(Data to examine Opens)
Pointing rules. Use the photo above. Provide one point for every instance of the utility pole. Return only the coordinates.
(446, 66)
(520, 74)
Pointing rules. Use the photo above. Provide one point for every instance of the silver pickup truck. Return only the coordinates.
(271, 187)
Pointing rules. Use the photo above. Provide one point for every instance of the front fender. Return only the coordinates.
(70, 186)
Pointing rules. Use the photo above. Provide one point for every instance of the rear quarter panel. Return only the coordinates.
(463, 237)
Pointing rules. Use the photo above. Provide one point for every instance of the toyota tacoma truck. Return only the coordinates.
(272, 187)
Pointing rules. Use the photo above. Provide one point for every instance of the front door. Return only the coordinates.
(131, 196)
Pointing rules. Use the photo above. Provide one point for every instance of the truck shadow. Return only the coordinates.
(Data to examine Closes)
What you need to do
Print every record above once more, exactly as written.

Completed task
Pointing rules. Use the photo above. Provide one point for every instance of the utility pole. Return only the coordinates.
(446, 66)
(520, 74)
Pointing rules. Use the photo above. Provide one point for every instance of the silver pickup truck. Return only the coordinates.
(271, 187)
Pointing rules. Use the photo above. Provide one point for every instance of the front fender. Return only the coordinates.
(70, 186)
Pointing rules. Use the photo above. Provide one point for every instance of the rear quarter panel. Return only the coordinates.
(463, 237)
Pointing rules. Use the photo above. Provide one point for every instance of the toyota tacoma truck. Return only the coordinates.
(272, 187)
Pointing rules. Use the photo above. Provide one point for every instance of the front door. Return only the coordinates.
(131, 196)
Pointing rules. Use the photo above. Provide one point for every instance of the truck shadow. Return only the coordinates.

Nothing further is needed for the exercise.